[Point-per-instance localization data]
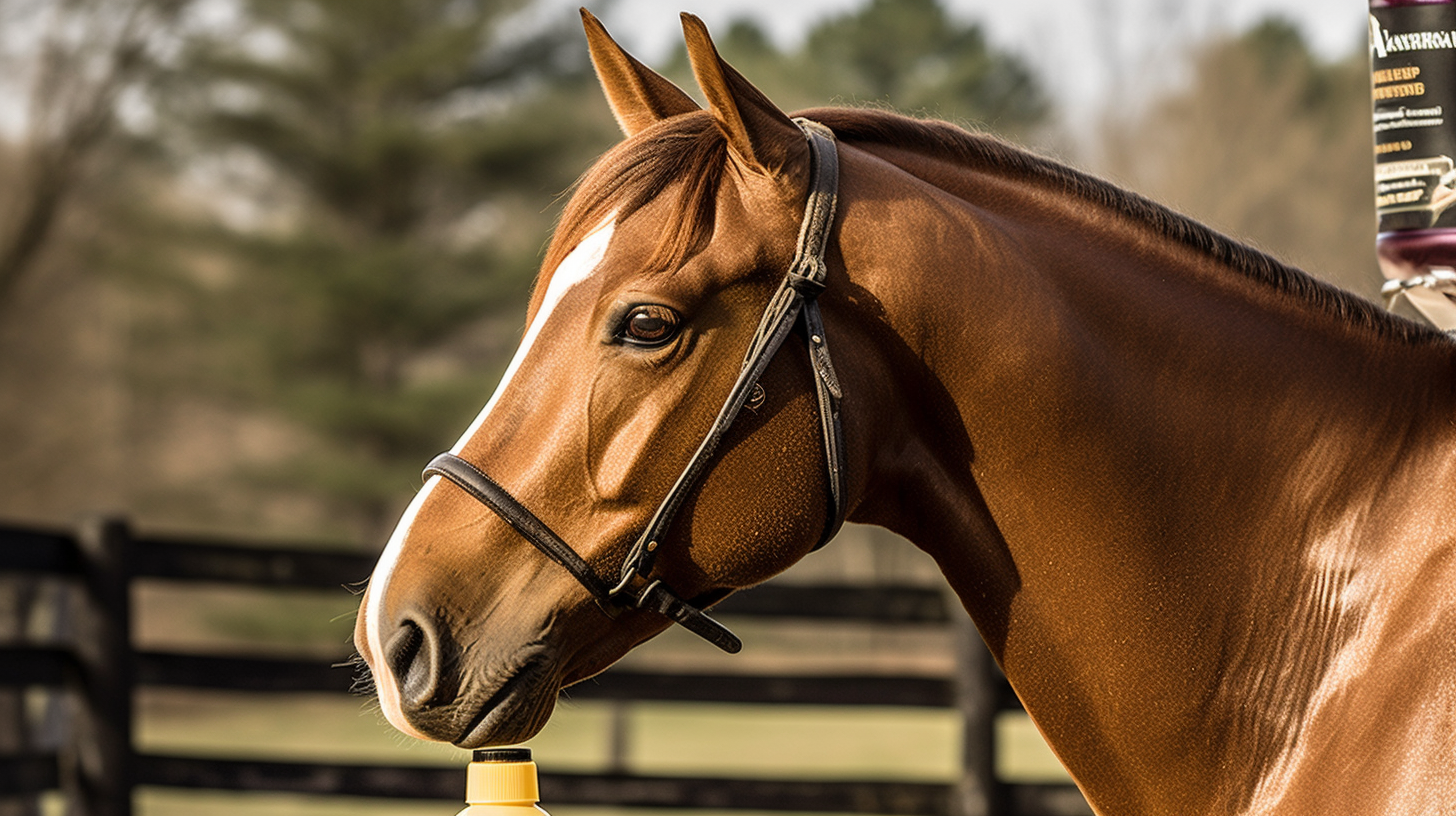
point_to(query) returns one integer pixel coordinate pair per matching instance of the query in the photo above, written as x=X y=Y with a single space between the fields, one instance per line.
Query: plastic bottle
x=501 y=781
x=1413 y=59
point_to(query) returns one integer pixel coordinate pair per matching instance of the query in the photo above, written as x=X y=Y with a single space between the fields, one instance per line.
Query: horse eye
x=650 y=325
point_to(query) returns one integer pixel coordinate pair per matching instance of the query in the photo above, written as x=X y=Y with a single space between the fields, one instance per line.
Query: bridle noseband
x=797 y=297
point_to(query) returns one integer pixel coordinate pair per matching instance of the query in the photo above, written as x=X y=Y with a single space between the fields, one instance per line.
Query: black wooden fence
x=98 y=767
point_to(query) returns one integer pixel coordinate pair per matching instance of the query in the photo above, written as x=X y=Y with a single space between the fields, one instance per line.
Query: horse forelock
x=685 y=155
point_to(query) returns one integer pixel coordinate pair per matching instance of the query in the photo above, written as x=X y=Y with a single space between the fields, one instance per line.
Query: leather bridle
x=795 y=299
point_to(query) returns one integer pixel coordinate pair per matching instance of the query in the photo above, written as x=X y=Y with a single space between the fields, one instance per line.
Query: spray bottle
x=1413 y=60
x=501 y=781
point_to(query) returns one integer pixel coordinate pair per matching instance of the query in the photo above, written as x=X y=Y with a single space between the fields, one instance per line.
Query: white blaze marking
x=577 y=267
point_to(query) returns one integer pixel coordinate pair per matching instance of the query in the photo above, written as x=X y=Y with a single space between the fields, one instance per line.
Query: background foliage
x=268 y=255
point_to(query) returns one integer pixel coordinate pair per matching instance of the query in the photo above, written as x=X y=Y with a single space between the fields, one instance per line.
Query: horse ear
x=638 y=95
x=763 y=136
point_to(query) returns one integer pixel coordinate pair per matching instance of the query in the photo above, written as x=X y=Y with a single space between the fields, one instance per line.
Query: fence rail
x=99 y=767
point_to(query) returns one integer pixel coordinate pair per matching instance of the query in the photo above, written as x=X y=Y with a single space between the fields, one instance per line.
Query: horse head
x=647 y=335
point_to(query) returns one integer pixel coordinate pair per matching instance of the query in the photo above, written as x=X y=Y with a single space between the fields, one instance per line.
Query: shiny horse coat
x=1197 y=503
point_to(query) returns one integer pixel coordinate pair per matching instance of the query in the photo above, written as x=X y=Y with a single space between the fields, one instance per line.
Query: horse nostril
x=412 y=657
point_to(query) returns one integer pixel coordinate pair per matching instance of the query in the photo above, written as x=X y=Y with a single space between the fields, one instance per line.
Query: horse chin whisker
x=363 y=684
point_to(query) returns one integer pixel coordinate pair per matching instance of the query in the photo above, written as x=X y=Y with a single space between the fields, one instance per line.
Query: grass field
x=666 y=739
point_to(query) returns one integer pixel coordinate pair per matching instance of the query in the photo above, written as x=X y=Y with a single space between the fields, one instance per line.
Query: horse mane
x=692 y=150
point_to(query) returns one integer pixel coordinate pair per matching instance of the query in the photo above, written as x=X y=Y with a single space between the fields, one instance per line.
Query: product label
x=1413 y=85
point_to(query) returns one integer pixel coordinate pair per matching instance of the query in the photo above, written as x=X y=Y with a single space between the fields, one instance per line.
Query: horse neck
x=1145 y=472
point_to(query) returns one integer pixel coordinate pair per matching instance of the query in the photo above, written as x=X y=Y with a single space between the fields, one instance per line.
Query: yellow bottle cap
x=501 y=775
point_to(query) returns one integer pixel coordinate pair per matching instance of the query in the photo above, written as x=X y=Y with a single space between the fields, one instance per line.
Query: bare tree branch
x=89 y=53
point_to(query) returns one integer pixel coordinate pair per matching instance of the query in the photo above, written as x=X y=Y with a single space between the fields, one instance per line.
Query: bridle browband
x=797 y=297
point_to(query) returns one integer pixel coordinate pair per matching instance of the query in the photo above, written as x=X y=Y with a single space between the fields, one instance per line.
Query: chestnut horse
x=1197 y=503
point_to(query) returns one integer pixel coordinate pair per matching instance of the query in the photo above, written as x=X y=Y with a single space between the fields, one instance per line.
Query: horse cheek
x=620 y=434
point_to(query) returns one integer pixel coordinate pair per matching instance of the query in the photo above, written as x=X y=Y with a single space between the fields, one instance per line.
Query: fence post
x=977 y=791
x=98 y=765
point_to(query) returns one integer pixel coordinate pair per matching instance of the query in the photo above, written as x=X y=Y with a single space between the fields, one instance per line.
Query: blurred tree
x=80 y=59
x=408 y=150
x=907 y=54
x=1267 y=143
x=915 y=57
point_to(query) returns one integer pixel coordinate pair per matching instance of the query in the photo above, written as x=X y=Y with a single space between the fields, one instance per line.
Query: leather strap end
x=657 y=598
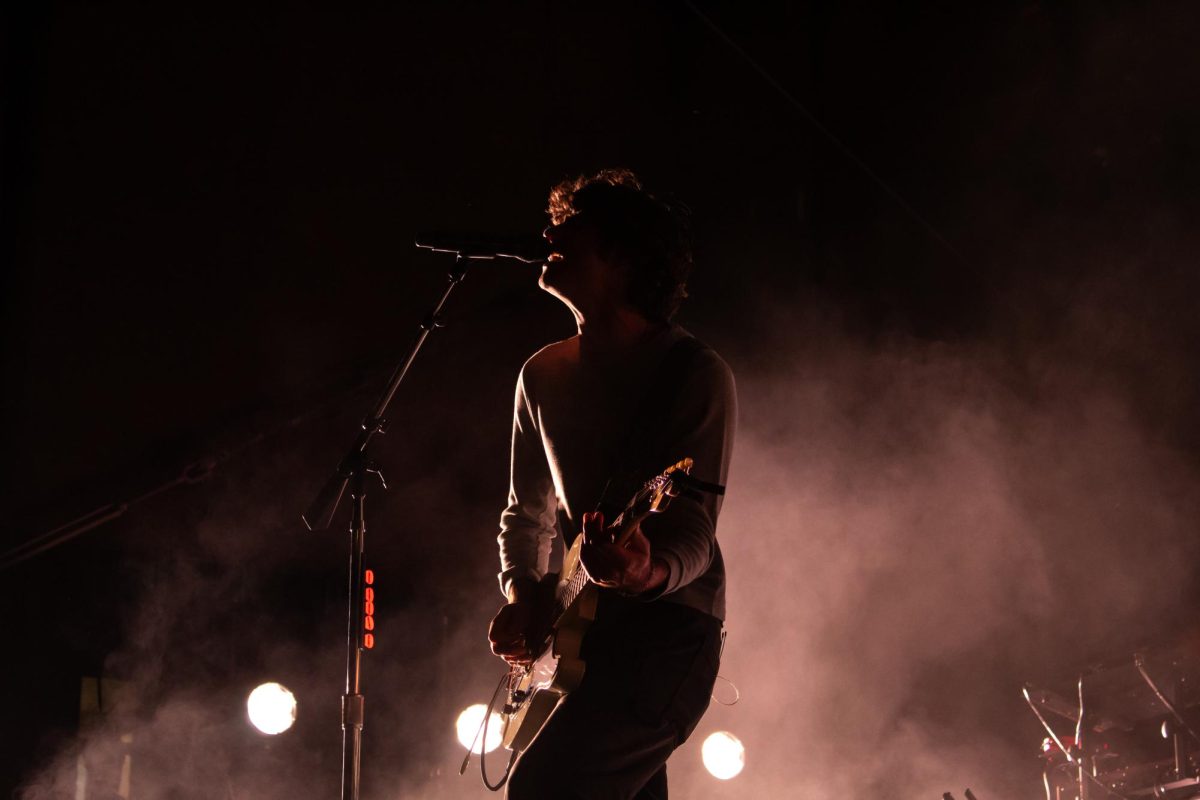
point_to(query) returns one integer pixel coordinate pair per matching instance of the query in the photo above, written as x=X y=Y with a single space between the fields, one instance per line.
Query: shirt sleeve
x=701 y=426
x=527 y=524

## TASK
Set the entries down exactly, but not the pictures.

## SOLUTION
point_to(query) returns one integer pixel coordinate pair per matching instance of the query in the photo above, written as x=X y=Y with a single space between the fields, one instance per line.
Query: plastic bottle
x=501 y=781
x=1413 y=59
point_to(query) returns one integer pixel coordinate pair per matching instance of the query in the photo above, written as x=X y=Y with a single space between the fields, one instance per line.
Query: horse eye
x=650 y=325
point_to(query) returns one integer pixel coordinate pair per matching instance of the query in the photo above, written as x=X y=Y with a single space between the fields, one instance per line.
Query: bridle noseband
x=797 y=297
point_to(query) returns one integer pixel coordinate pair per matching instance of the query in the photo above, written as x=X y=Y with a single space between the fields, one instance per line.
Query: black wooden fence
x=98 y=767
point_to(query) returns one integer pixel coordinate pair per matching instance of the query in the photo above, written as x=X y=Y with a single space between the fields, one instance per line.
Query: horse forelock
x=685 y=155
point_to(query) returns one integer pixel coordinate pair per matching instance of the query in the photo above, written as x=X y=Y with a single space between the fields, one instance per line.
Query: leather bridle
x=795 y=299
point_to(query) returns one integer pixel coordinate pair per matching instance of the query in the photo above, written as x=X y=Y with a single space between the fields, one instance per line.
Query: spray bottle
x=1413 y=60
x=501 y=781
point_to(query) returns one integer pixel coordinate pair per matching instance of the query in the photo above, written as x=X y=Y with a single space between the fields, one instance per line.
Query: white blaze marking
x=577 y=267
point_to(query) returns one integer pixel coordinate pair per matching instance of the query in the photo above, written as x=X y=Y with a single space between the fields, one instance per line.
Query: background foliage
x=268 y=255
point_to(query) returns one integer pixel coordinate pair per matching instance of the query in the photo above, written as x=X y=Y with a single space between the fields, one instance per line.
Query: horse ear
x=638 y=95
x=763 y=136
point_to(query) returns one integer pixel coordinate pair per matching instance of the query in the photo above, written as x=X y=Y with a single space between the fields, one instance per line.
Query: fence rail
x=99 y=767
point_to(query) returns one integer pixel coordinate pair per matching instance of the query in the photo above, written as x=X y=Y with a single space between the fields, one instance per line.
Query: horse head
x=647 y=335
point_to(query) returns one integer pixel coordinate pair per matching instance of the query in the photo above, written as x=X y=Y with a single space between the fields, one instance per line.
Query: shiny horse coat
x=1197 y=503
point_to(query) returns one integer pixel coordinate pair per matching instance of the query in the photo above, written as x=X y=Y with a single space between the fields, one instance per line.
Query: horse nostril
x=412 y=657
point_to(query) returns one integer pixel coordinate pair per matching instance of the query in the photo above, written as x=X y=Y with a single space between the fields, one instance per line.
Query: horse chin whisker
x=363 y=684
point_to(query) returns one integer pixel coordinate pair per matching instance of the query in the photo above, written as x=X y=Y with a single space between the fields, one instance per line.
Query: grass field
x=666 y=739
point_to(query) returns one integer pixel coordinate pair per matching instance of the query in the photo above, written as x=X y=Y with a single space between the fields, one instance per line.
Query: horse mane
x=692 y=150
point_to(query) returns one integer pixel coordinate pair per matching instance of the query in the photo above, written as x=X y=Y with a single space between the fields, one instance per line.
Query: product label
x=1413 y=85
point_to(query) returns one integer pixel coordinate pair per matching instance of the query in the photo above, written as x=X y=Y with a single space between the fields, one instance per line.
Query: horse neck
x=1145 y=472
point_to(query) returns one integer pixel coordinate pair per matching instance of the query in the photo above, written as x=X y=Y with a single space between the fields, one instance per line.
Query: yellow bottle cap
x=501 y=775
point_to(query) returns one integer pixel coordinate pair per matching instance of the query in the photo above, written as x=X y=Y with a single space between the fields, one instance per line.
Query: bare tree branch
x=89 y=53
point_to(query) returns one integer pixel coordinate pair per matching instance of the query in the photo above, written as x=X y=Y with a single space between the fields, one instance per line.
Query: bridle browband
x=797 y=297
point_to(query) returns one integer pixel coordinate pair per matching instance of the query in the photo above, written as x=X y=Y with a single space between the fields, one instance per line.
Query: chestnut horse
x=1197 y=503
point_to(query) returns one integer pixel coordinate pair per matching instance of the query in the photo above, written as x=X y=Y with a single space between the fields, one instance per line.
Query: horse cheek
x=620 y=434
point_to(query) returns one integer pixel coordinate pair per matching instance of the query in the photo above, written as x=X y=Y with a single space between the fields, one instance per line.
Query: fence post
x=977 y=791
x=98 y=765
point_to(query) returns one integer pixel coordinate pair per matching instance of the query in the photo above, written as x=X y=Y with a single space between the fields, one instance per line.
Query: blurred tree
x=80 y=59
x=408 y=150
x=907 y=54
x=1267 y=143
x=915 y=57
point_to(query) returns one integer pixel coordinate pair per matching instance of the query in the photo above, written as x=X y=Y with a single space between the fields, one instance per line.
Query: leather strap end
x=657 y=598
point_to(query) returns one integer pixel coordinate pair per matching instance of the query in the photo above, written as x=X y=Y with a single space between the fields, one instance per line.
Query: shirt sleeve
x=701 y=426
x=527 y=524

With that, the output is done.